**Quoted passage:**
┌──

Friday, 25 March 2011

Hidden book launch at the Owl Bookshop, Kentish Town

Launching a ship involves smashing a bottle of champagne against the hull. This is usually accompanied by lots of cheering as the impressive feat of human engineering slides down the slipway into the sea. In all honesty, it would be difficult to apply the same technique to launch a book (though it might be fun to try). But a book, like a ship, takes a long time and a great deal of human effort to complete, so maybe there is mileage in the comparison.
However, the Owl Bookshop in Kentish Town has a lot more literary ambience than your average shipyard. On Tuesday evening a good crowd gathered to squeeze between the aisles and cheer, as Miriam Halahmy metaphorically swung her bottle of champagne against the hull of the good ship Hidden (the first of the Hayling Cycle fleet) and launched it into the world. Given that the sea plays a crucial role in the story, perhaps you'll forgive the analogy, especially as Miriam herself said in the opening of her speech, "It's great to have you all here, to launch Hidden off the beach of Hayling Island. It's floating out to sea and it's got to make its own way now." 
Some of those gathered on the quayside: Bex Hill, Miriam, Christina Vinall, Nick Cross, Savita Kalhan, Caroline Green and some bald bloke in a seventies leather jacket.
If you don't know the background to Hidden, then check out my interview with Miriam. In it, she talks about her writing process and the inspiration she found on Hayling Island, as well as offering a sneak preview of the next two books in the series. Better still, grab yourself a copy, lay back in your hammock and settle down for an exciting voyage.

└──

**Input data:**

┌──

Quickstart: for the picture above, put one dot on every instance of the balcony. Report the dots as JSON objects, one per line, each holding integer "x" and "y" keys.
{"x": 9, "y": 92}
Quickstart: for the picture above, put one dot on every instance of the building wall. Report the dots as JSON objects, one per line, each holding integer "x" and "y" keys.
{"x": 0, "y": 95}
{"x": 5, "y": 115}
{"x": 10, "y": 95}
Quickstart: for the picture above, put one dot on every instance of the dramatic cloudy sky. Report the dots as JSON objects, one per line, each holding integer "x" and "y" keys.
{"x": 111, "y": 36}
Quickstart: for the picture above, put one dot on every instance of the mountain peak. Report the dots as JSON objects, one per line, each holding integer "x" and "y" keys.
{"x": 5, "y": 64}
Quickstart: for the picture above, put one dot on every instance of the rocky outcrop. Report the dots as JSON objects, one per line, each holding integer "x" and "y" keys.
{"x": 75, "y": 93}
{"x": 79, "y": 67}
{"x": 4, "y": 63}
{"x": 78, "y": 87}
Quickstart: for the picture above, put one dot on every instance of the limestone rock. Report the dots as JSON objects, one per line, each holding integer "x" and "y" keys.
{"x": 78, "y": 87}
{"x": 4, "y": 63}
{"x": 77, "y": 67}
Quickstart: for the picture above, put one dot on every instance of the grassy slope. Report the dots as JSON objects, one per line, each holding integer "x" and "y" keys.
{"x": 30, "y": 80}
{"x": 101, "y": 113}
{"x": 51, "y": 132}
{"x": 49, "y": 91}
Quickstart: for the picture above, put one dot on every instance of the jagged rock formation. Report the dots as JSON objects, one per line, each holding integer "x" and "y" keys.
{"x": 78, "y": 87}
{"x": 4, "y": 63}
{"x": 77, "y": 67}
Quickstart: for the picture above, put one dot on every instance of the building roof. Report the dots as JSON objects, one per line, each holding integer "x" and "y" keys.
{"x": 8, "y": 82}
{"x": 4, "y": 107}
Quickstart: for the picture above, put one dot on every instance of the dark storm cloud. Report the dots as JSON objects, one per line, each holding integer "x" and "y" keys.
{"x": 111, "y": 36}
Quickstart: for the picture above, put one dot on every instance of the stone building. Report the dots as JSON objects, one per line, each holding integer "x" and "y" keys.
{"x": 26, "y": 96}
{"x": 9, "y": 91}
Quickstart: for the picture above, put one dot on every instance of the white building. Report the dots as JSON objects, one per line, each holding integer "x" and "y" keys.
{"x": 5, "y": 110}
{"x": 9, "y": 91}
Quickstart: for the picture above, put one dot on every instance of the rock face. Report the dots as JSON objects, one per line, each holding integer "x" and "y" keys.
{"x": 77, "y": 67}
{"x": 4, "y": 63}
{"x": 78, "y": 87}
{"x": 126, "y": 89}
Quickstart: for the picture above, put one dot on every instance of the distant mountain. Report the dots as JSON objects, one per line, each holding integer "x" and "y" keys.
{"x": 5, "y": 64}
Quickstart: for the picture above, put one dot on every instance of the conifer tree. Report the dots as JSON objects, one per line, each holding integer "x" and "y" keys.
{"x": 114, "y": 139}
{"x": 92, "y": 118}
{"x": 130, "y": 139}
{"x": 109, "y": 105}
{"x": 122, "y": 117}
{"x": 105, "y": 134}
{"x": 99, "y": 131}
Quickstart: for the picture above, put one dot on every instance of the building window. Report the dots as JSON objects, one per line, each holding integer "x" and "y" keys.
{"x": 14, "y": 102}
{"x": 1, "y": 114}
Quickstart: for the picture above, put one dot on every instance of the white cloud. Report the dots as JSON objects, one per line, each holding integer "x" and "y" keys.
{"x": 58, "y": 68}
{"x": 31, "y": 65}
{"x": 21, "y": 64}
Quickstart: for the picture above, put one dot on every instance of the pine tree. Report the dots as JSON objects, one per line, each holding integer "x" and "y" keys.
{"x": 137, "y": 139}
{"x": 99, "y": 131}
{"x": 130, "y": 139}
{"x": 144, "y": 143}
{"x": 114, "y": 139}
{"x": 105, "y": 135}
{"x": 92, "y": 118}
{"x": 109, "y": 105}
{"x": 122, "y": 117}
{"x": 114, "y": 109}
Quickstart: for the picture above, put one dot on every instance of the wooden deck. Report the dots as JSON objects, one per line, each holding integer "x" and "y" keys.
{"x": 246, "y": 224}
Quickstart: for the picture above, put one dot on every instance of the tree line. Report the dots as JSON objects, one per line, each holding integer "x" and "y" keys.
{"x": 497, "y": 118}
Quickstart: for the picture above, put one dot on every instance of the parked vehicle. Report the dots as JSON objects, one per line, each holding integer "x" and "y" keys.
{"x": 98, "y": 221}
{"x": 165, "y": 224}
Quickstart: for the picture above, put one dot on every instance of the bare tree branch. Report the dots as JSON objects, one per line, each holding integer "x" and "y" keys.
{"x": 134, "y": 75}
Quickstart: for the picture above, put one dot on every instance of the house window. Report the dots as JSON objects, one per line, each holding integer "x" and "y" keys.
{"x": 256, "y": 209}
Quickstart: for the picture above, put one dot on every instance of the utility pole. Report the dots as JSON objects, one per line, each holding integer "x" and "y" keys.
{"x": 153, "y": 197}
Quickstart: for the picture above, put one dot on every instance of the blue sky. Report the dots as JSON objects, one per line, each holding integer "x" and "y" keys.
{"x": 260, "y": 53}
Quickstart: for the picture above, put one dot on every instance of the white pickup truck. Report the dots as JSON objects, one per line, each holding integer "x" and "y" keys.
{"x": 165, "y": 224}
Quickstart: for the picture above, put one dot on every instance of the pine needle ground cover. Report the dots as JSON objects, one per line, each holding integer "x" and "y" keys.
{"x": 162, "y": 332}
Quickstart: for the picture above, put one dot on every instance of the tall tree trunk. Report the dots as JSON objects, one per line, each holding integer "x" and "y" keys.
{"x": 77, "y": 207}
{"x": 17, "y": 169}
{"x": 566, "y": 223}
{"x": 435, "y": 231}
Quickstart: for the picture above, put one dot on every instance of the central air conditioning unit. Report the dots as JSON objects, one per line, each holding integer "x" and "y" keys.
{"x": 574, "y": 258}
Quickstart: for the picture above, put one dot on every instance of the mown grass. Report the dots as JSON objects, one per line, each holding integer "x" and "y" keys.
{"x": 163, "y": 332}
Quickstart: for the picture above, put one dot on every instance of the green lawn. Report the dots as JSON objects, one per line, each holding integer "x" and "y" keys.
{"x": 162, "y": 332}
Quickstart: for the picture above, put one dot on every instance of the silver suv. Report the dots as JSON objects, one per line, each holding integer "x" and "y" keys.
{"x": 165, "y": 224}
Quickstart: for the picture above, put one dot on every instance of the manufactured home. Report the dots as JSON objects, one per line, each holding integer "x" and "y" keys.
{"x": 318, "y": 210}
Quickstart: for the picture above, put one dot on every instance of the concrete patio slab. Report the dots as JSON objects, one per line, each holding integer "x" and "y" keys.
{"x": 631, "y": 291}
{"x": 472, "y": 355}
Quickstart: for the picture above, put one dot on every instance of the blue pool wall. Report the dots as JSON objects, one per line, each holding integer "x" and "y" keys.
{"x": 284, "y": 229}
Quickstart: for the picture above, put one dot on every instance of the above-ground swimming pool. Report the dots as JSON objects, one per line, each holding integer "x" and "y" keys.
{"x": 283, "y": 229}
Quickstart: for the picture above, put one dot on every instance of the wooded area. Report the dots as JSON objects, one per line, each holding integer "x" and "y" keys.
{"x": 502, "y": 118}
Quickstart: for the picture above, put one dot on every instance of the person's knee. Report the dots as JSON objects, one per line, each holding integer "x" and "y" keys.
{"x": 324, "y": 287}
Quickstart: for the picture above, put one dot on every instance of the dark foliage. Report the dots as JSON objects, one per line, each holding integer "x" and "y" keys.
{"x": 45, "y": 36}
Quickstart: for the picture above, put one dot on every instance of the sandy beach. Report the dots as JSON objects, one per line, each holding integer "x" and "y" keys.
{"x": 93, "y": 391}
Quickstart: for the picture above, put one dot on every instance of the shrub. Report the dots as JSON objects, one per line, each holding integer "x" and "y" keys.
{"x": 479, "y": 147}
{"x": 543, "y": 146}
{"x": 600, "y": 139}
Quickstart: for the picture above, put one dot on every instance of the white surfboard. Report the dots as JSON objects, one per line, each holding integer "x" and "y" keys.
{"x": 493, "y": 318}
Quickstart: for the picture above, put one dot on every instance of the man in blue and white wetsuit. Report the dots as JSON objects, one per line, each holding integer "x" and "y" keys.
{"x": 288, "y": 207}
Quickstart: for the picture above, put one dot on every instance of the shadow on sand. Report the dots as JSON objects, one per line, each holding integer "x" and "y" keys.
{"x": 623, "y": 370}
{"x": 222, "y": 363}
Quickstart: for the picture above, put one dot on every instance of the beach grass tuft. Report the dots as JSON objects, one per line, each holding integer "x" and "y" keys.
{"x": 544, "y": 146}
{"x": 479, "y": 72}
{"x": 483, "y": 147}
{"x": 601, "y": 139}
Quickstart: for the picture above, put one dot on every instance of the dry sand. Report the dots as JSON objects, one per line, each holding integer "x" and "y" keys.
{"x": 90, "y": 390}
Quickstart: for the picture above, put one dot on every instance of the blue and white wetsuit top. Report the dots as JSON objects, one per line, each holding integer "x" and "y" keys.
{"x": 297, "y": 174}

└──

**Problems to solve:**
1. In the post about the book launch, which series is Hidden the first book of?
2. Write out the entries word for word, starting with the line that contains "of the beach" and going on through the last line of the entries.

**Task-by-task outputs:**
1. The Hayling Cycle

2.
Quickstart: for the picture above, put one dot on every instance of the beach grass tuft. Report the dots as JSON objects, one per line, each holding integer "x" and "y" keys.
{"x": 544, "y": 146}
{"x": 479, "y": 72}
{"x": 483, "y": 147}
{"x": 601, "y": 139}
Quickstart: for the picture above, put one dot on every instance of the dry sand. Report the dots as JSON objects, one per line, each holding integer "x" and "y" keys.
{"x": 90, "y": 390}
Quickstart: for the picture above, put one dot on every instance of the blue and white wetsuit top. Report the dots as JSON objects, one per line, each holding integer "x" and "y" keys.
{"x": 297, "y": 174}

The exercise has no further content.